Location identification entries:
###

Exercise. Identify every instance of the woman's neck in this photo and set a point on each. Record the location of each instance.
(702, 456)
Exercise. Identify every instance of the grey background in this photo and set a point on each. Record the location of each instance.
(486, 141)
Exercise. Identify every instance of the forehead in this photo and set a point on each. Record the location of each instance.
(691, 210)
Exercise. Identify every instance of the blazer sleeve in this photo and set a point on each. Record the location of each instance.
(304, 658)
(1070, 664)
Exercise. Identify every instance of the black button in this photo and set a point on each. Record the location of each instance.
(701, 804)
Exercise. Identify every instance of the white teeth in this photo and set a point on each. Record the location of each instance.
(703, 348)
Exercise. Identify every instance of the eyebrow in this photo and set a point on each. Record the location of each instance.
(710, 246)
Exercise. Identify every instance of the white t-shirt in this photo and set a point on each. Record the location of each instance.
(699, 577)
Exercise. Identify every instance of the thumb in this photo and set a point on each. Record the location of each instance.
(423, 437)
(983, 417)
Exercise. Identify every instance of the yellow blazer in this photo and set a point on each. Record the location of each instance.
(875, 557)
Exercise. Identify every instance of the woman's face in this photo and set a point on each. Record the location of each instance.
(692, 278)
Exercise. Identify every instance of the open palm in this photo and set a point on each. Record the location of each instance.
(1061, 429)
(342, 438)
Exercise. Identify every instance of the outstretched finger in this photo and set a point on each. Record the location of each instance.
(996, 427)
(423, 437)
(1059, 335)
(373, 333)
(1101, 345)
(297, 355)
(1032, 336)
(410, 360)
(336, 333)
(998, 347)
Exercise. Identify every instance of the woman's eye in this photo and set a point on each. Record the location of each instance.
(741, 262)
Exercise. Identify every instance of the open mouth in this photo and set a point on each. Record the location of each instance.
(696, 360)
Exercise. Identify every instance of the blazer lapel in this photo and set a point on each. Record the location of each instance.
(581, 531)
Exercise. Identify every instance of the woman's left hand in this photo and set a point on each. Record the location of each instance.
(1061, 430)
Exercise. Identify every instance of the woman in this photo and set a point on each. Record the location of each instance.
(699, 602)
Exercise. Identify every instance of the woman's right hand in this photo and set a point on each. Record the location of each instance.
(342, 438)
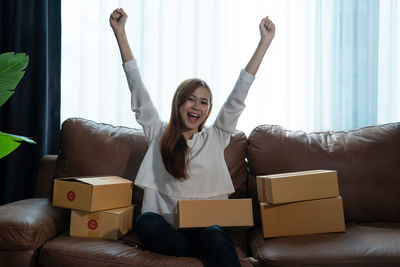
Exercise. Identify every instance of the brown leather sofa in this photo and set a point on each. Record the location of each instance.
(33, 233)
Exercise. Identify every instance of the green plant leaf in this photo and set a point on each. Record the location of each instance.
(9, 142)
(11, 72)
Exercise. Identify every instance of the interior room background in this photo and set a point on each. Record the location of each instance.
(333, 65)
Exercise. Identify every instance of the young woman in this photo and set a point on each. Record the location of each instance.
(185, 160)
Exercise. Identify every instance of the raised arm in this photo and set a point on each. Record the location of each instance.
(267, 31)
(145, 112)
(232, 109)
(117, 21)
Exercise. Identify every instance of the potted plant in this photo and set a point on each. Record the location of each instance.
(11, 72)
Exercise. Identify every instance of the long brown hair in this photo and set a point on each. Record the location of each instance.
(173, 147)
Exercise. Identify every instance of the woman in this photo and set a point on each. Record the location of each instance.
(185, 160)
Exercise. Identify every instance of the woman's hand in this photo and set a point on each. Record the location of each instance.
(267, 30)
(117, 20)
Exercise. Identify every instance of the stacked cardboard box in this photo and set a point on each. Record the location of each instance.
(100, 206)
(299, 203)
(207, 212)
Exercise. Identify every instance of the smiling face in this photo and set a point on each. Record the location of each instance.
(195, 110)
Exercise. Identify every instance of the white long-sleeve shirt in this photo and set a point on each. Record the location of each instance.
(209, 177)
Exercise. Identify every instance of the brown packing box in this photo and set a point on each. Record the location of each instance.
(297, 186)
(109, 224)
(204, 213)
(92, 193)
(304, 217)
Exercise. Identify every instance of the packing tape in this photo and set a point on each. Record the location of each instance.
(93, 224)
(263, 190)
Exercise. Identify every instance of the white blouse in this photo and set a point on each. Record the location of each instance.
(208, 174)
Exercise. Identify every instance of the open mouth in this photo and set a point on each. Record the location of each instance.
(193, 117)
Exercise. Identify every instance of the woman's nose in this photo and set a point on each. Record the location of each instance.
(195, 105)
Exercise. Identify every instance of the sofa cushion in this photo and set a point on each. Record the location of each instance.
(76, 251)
(374, 244)
(28, 223)
(88, 148)
(367, 161)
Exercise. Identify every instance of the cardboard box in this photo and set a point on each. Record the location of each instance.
(297, 186)
(305, 217)
(92, 193)
(109, 224)
(204, 213)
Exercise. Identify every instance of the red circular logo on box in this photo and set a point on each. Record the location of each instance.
(92, 224)
(71, 195)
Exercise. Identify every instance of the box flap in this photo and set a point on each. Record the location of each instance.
(102, 180)
(289, 174)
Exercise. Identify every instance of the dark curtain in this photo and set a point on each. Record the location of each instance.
(32, 27)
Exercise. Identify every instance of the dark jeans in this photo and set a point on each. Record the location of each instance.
(212, 243)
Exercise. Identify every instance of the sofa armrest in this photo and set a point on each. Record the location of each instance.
(47, 170)
(27, 224)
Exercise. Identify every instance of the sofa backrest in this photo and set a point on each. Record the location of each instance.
(88, 148)
(367, 161)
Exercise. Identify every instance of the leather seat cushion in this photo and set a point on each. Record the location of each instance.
(28, 223)
(372, 244)
(78, 251)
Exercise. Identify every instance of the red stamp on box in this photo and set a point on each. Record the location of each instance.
(92, 224)
(71, 195)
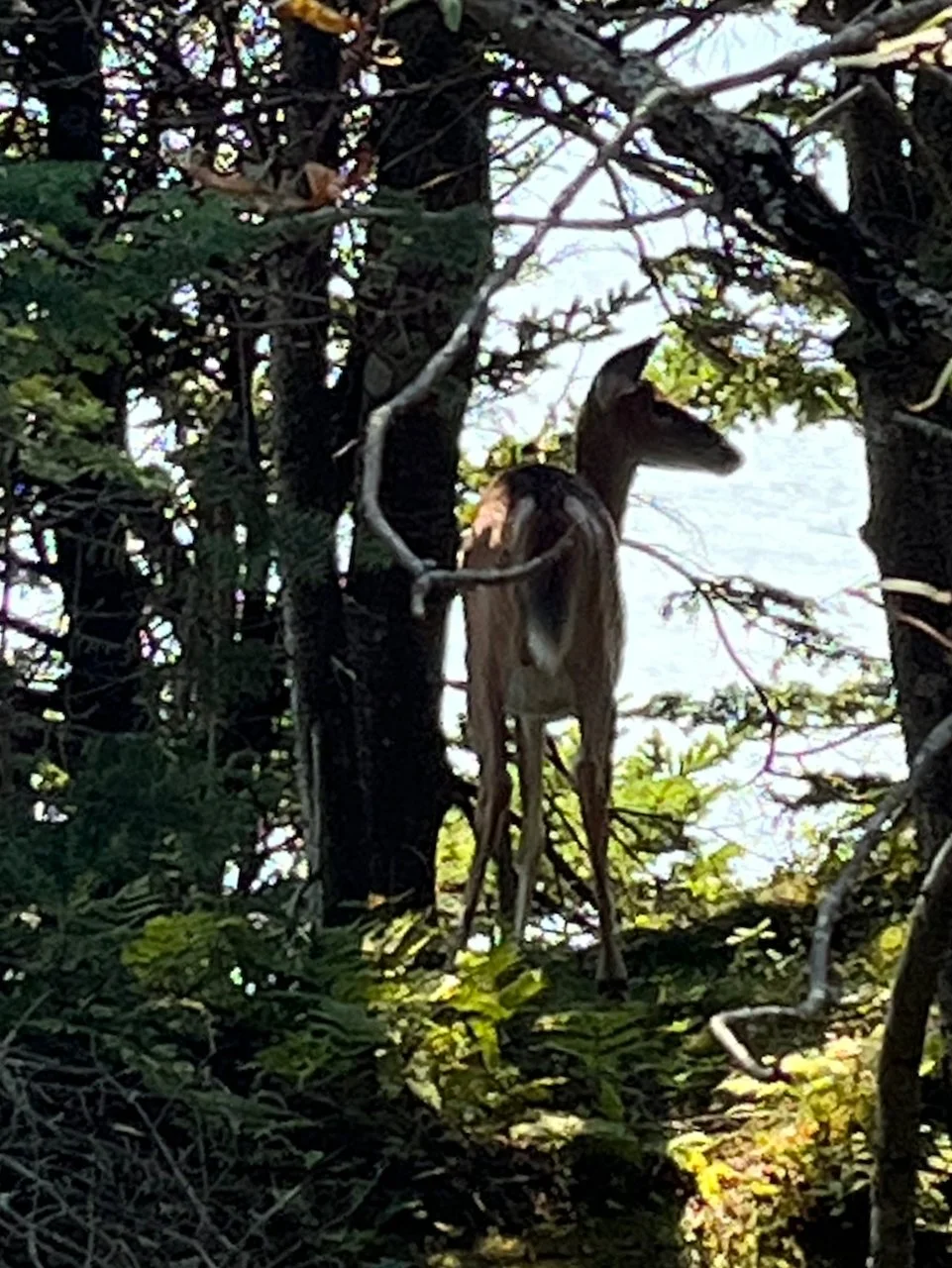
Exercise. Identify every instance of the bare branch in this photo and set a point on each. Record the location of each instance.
(858, 37)
(439, 365)
(749, 165)
(817, 996)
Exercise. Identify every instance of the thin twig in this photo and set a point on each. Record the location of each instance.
(924, 628)
(858, 37)
(424, 571)
(817, 995)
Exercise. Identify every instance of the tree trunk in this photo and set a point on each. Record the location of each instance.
(103, 589)
(313, 491)
(434, 145)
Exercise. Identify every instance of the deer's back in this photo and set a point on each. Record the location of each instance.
(524, 512)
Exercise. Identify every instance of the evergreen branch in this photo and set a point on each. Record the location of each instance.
(749, 165)
(817, 996)
(425, 575)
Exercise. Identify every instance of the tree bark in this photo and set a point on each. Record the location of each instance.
(103, 589)
(434, 145)
(313, 491)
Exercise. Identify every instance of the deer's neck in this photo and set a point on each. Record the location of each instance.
(610, 476)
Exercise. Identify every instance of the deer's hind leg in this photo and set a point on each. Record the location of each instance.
(593, 778)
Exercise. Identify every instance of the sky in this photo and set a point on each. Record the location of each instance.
(789, 517)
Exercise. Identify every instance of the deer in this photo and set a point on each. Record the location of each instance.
(549, 646)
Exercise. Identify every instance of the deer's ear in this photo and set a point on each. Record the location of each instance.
(621, 374)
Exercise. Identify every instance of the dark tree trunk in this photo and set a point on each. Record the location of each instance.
(309, 430)
(434, 145)
(909, 528)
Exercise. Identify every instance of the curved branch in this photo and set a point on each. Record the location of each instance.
(424, 571)
(749, 165)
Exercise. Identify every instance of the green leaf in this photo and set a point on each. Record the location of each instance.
(452, 13)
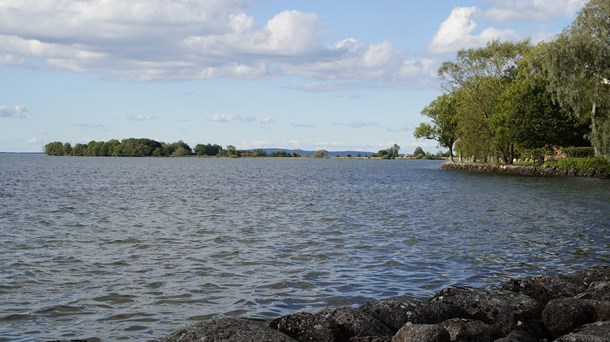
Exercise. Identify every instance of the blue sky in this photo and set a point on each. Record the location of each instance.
(340, 75)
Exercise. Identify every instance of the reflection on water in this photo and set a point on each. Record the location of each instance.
(134, 248)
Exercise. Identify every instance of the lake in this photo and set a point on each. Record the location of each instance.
(134, 248)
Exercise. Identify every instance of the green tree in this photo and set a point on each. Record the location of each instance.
(419, 153)
(55, 148)
(476, 78)
(443, 113)
(180, 149)
(534, 120)
(578, 67)
(321, 154)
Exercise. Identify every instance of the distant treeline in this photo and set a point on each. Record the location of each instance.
(142, 147)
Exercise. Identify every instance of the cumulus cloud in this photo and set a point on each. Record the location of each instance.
(358, 124)
(17, 111)
(223, 117)
(184, 39)
(456, 32)
(141, 118)
(541, 10)
(459, 30)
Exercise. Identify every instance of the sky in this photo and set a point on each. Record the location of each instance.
(309, 74)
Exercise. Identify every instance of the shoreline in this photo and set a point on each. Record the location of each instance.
(562, 307)
(523, 170)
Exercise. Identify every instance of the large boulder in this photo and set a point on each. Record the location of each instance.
(305, 326)
(469, 330)
(546, 288)
(505, 310)
(396, 313)
(348, 322)
(227, 330)
(518, 336)
(422, 333)
(330, 324)
(563, 315)
(593, 332)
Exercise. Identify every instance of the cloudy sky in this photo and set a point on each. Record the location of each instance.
(309, 74)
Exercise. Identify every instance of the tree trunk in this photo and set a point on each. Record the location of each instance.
(594, 131)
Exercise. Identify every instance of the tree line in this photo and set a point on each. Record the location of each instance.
(505, 100)
(143, 147)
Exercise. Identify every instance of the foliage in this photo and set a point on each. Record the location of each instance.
(598, 164)
(390, 153)
(577, 63)
(579, 152)
(443, 113)
(321, 154)
(207, 150)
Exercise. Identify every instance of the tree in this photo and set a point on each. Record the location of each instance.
(476, 79)
(55, 148)
(533, 119)
(321, 154)
(578, 67)
(443, 113)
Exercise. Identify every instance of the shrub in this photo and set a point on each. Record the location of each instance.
(581, 164)
(579, 152)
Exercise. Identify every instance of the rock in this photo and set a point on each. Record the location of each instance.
(396, 313)
(469, 330)
(546, 288)
(422, 333)
(598, 290)
(346, 322)
(563, 315)
(518, 336)
(505, 310)
(227, 329)
(304, 326)
(594, 332)
(371, 339)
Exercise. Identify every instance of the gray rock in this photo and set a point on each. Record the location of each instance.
(594, 332)
(396, 313)
(563, 315)
(227, 330)
(347, 322)
(546, 288)
(505, 310)
(371, 339)
(469, 330)
(304, 326)
(518, 336)
(422, 333)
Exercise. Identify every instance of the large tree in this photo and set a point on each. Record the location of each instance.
(578, 67)
(443, 113)
(477, 78)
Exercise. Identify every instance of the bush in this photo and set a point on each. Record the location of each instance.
(581, 164)
(579, 152)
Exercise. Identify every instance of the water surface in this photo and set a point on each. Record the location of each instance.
(134, 248)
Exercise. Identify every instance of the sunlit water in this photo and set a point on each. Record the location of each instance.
(128, 248)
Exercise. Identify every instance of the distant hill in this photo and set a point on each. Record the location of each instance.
(305, 153)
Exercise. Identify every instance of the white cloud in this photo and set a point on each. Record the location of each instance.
(17, 111)
(459, 29)
(141, 118)
(456, 32)
(174, 40)
(541, 10)
(223, 117)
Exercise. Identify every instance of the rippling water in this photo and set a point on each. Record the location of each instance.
(122, 248)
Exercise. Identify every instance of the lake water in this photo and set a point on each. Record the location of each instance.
(128, 248)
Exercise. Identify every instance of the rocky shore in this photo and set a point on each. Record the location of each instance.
(523, 170)
(570, 307)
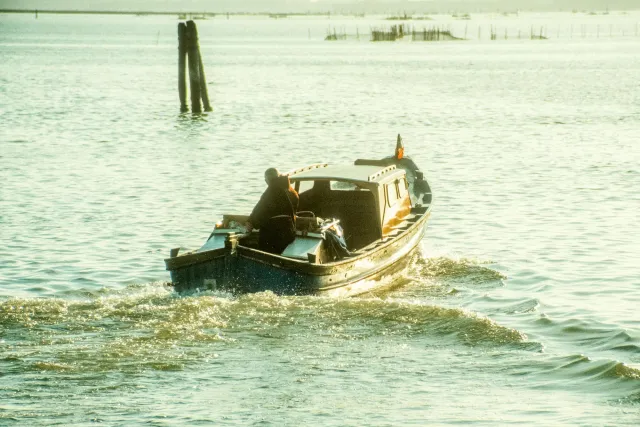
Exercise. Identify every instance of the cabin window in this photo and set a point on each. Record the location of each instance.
(403, 188)
(302, 186)
(392, 193)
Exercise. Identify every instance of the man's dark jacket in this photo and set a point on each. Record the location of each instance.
(274, 215)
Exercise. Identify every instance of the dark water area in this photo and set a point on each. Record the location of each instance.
(521, 306)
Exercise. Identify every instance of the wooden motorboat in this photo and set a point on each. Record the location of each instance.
(381, 207)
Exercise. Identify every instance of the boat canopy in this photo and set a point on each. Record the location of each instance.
(352, 173)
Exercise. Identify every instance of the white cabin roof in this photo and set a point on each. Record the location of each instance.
(352, 173)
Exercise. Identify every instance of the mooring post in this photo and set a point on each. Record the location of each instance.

###

Drop the pictures, then write out only the lines running from the one containing "Exercise. Identify every instance of the distant hill" through the last line above, both included, exactly.

Exercise. Identify every instance of the distant hill in this photo and set a point on each. Record the location of each instance.
(305, 153)
Exercise. Identify every instance of the white cloud in this photo and set a point on each. Record the location of each instance.
(17, 111)
(459, 29)
(141, 118)
(456, 32)
(174, 40)
(541, 10)
(223, 117)
Exercise. Identify every instance of the rippling water in this photo and set a point on each. Record the location of each instance.
(122, 248)
Exercise. Identify every instance of the lake water in this photo and set a point on each. Record the location of each instance.
(128, 248)
Exercise. Identify every instance of the rocky shore in this photo and set a point on each. Record the location of each instance.
(523, 170)
(570, 307)
Exercise. Identify every instance of the cabin window in this photo and set a point on each. Record the location of each instance.
(403, 188)
(302, 186)
(392, 193)
Exercise. Identify every instance of the man's dark jacket in this photo and set a point on each. Record the location of each instance.
(274, 215)
Exercise. Identify every instance of the dark water area in this photo and set a point on each. Record the location of each instance.
(521, 306)
Exercise. Identify every instance of the wooden motorboat in this photo and set a point on each. Record the location of each instance.
(381, 207)
Exercise. Identify every instance of the boat canopy in this photo and set a point on each. Record the location of each instance.
(352, 173)
Exercise. Identify every instance of the white cabin roof in this photo and set a point on each. Record the location of each instance.
(352, 173)
Exercise. Identify every instance of the mooring post in this photo and set a point on each. Record the location of each instance.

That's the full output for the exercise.